Female patients must be followed up every 6–12 months until there is symptom control, good sexual function and no further alteration in architecture. At this time, the patient can be discharged back to their general practitioner with annual checks and clear instructions on self–monitoring. The guidelines state that topical steroids are to be used as needed thereafter, recommending a practical approach and suggesting that the treatment be tapered to maintain symptom control and resolution of skin thickening and ecchymosis, but not pallor, as pallor is known not always to resolve completely. Female children should be referred to specialized vulval services, and the same adult treatment algorithm using CP 0·05% appears to be effective and safe to follow.[1]

The algorithm for male patients is somewhat different. After making the diagnosis of genital LS, CP 0·05% ointment must be commenced once daily for 1–3 months with an emollient soap substitute and barrier.[1] There are no randomized controlled trials for male LS management, but a large retrospective series demonstrated that 50% of male patients with LS responded to CP.[9] A follow–up assessment of response must be done at 3 months. If remission is achieved, then a follow–up is planned for after 6 months, followed by discharging the patient back to his general practitioner with emphasis on self–examination. A repeat course of topical treatment for 1–3 months is recommended in those who relapse.

Treatment failure in adult and paediatric male patients can result from tight phimosis, which requires circumcision. Obesity and burying of the penis can also result in treatment failure; this necessitates weight reduction and in some cases bariatric surgery and reconstructive penile surgery.[1] Patients might have residual active disease even after circumcision and might then require a repeat course of a potent topical steroid. It is therefore wise to inform all male patients of this possible risk before they consent to undergoing a therapeutic circumcision.
-*-*-
# What is required:
Please reproduce the LS treatment passage in full, word for word. The rows that follow come from a separate source.

# Record extracts:
-*-*-
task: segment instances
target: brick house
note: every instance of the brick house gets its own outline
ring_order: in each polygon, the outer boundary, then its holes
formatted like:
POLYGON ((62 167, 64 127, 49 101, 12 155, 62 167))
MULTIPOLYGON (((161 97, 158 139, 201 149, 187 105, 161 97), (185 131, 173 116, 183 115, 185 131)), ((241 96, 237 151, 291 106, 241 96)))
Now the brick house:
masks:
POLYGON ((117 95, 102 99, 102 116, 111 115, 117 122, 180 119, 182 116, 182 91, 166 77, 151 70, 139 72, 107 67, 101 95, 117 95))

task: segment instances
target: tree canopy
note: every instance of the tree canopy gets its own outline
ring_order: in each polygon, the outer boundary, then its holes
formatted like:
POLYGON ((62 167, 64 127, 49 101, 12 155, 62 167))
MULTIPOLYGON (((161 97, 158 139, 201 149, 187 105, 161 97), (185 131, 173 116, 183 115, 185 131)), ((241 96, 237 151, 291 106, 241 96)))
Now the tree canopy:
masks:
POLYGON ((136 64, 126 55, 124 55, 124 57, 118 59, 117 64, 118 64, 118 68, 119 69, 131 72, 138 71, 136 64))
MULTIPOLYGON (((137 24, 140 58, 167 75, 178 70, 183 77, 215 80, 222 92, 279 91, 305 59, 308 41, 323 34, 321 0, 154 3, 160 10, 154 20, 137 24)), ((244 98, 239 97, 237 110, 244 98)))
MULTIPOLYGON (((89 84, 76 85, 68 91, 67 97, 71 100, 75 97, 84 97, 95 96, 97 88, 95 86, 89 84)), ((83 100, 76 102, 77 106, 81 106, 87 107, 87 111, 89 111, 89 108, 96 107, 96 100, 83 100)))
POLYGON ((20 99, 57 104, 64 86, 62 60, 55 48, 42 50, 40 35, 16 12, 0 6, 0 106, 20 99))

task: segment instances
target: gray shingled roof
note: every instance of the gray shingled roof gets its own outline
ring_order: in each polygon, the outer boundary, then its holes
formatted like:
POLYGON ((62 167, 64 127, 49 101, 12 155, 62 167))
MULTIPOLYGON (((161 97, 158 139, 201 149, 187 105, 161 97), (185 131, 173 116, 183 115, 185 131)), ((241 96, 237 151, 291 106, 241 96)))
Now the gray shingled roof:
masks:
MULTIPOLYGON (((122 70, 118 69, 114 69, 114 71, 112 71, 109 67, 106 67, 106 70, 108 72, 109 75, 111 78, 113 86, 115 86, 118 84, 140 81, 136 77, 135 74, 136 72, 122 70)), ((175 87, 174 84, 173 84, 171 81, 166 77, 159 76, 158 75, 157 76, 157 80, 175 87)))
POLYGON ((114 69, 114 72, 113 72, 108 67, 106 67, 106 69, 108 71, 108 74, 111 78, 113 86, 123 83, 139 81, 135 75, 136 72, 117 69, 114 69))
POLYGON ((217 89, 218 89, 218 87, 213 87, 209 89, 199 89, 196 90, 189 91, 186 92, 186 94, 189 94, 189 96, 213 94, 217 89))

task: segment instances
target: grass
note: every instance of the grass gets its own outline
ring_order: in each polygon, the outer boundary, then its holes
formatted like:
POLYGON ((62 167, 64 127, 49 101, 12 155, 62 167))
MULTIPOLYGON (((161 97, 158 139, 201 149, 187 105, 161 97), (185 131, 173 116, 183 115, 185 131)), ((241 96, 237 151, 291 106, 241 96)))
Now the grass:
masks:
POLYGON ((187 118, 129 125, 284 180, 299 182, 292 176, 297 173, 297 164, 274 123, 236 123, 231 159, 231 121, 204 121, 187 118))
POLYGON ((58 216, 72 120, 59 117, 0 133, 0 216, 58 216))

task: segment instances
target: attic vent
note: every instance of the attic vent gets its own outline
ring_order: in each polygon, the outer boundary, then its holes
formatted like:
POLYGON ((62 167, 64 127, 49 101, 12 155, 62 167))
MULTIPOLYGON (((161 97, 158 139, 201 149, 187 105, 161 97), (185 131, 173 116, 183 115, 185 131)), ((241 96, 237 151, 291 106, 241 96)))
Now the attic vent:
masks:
-*-*-
# Exercise solution:
Female patients must be followed up every 6–12 months until there is symptom control, good sexual function and no further alteration in architecture. At this time, the patient can be discharged back to their general practitioner with annual checks and clear instructions on self–monitoring. The guidelines state that topical steroids are to be used as needed thereafter, recommending a practical approach and suggesting that the treatment be tapered to maintain symptom control and resolution of skin thickening and ecchymosis, but not pallor, as pallor is known not always to resolve completely. Female children should be referred to specialized vulval services, and the same adult treatment algorithm using CP 0·05% appears to be effective and safe to follow.[1]

The algorithm for male patients is somewhat different. After making the diagnosis of genital LS, CP 0·05% ointment must be commenced once daily for 1–3 months with an emollient soap substitute and barrier.[1] There are no randomized controlled trials for male LS management, but a large retrospective series demonstrated that 50% of male patients with LS responded to CP.[9] A follow–up assessment of response must be done at 3 months. If remission is achieved, then a follow–up is planned for after 6 months, followed by discharging the patient back to his general practitioner with emphasis on self–examination. A repeat course of topical treatment for 1–3 months is recommended in those who relapse.

Treatment failure in adult and paediatric male patients can result from tight phimosis, which requires circumcision. Obesity and burying of the penis can also result in treatment failure; this necessitates weight reduction and in some cases bariatric surgery and reconstructive penile surgery.[1] Patients might have residual active disease even after circumcision and might then require a repeat course of a potent topical steroid. It is therefore wise to inform all male patients of this possible risk before they consent to undergoing a therapeutic circumcision.